The task:
With the pictures left out, restate every entry word for word.

Data shown:

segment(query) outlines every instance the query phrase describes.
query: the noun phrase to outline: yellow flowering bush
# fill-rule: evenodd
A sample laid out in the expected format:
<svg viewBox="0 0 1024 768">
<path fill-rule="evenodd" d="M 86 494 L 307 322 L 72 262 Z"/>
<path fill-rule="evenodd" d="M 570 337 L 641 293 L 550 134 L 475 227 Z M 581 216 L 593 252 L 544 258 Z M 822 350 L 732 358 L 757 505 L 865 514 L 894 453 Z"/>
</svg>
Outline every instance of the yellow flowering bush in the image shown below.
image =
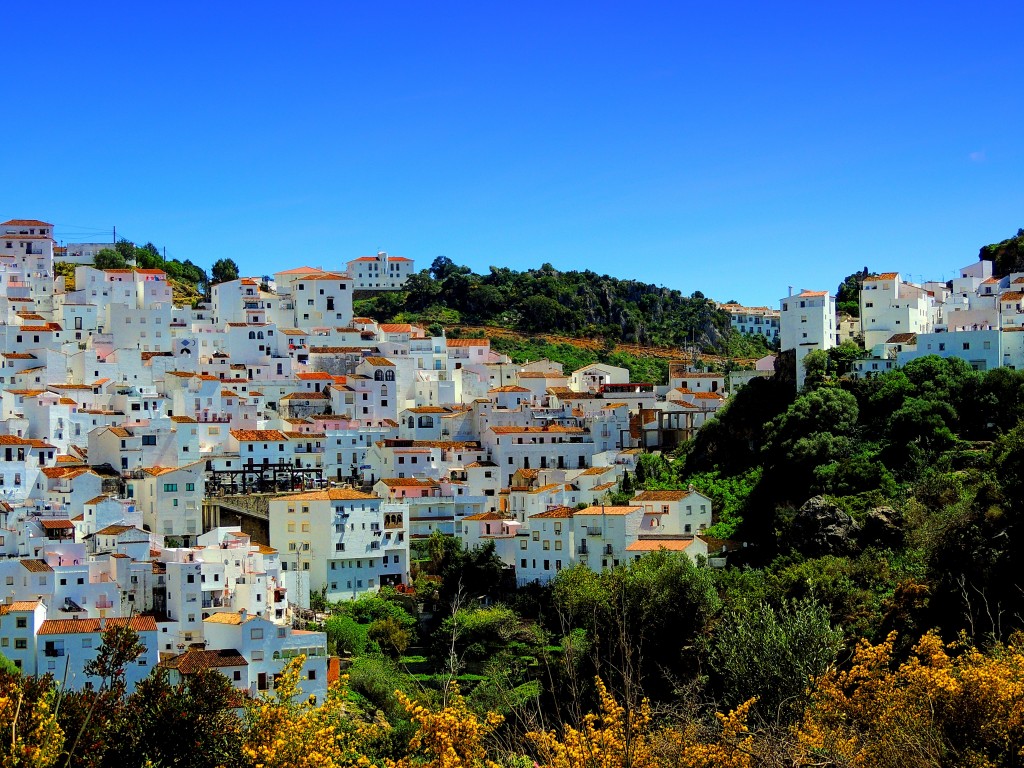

Finished exercise:
segment(query) outlines every instance the query phrase describes.
query: the noun phrase to outline: yellow flowering bush
# fill-rule: evenodd
A sample laid out in the expected format:
<svg viewBox="0 0 1024 768">
<path fill-rule="evenodd" d="M 86 494 L 307 322 L 72 262 Z"/>
<path fill-rule="evenodd" d="M 570 337 L 641 293 L 550 134 L 475 227 Z M 581 216 L 593 252 L 544 258 Z M 822 350 L 732 358 L 757 505 L 865 514 L 894 453 Z"/>
</svg>
Outline every instance of the yellow flowering bush in the image shown below.
image =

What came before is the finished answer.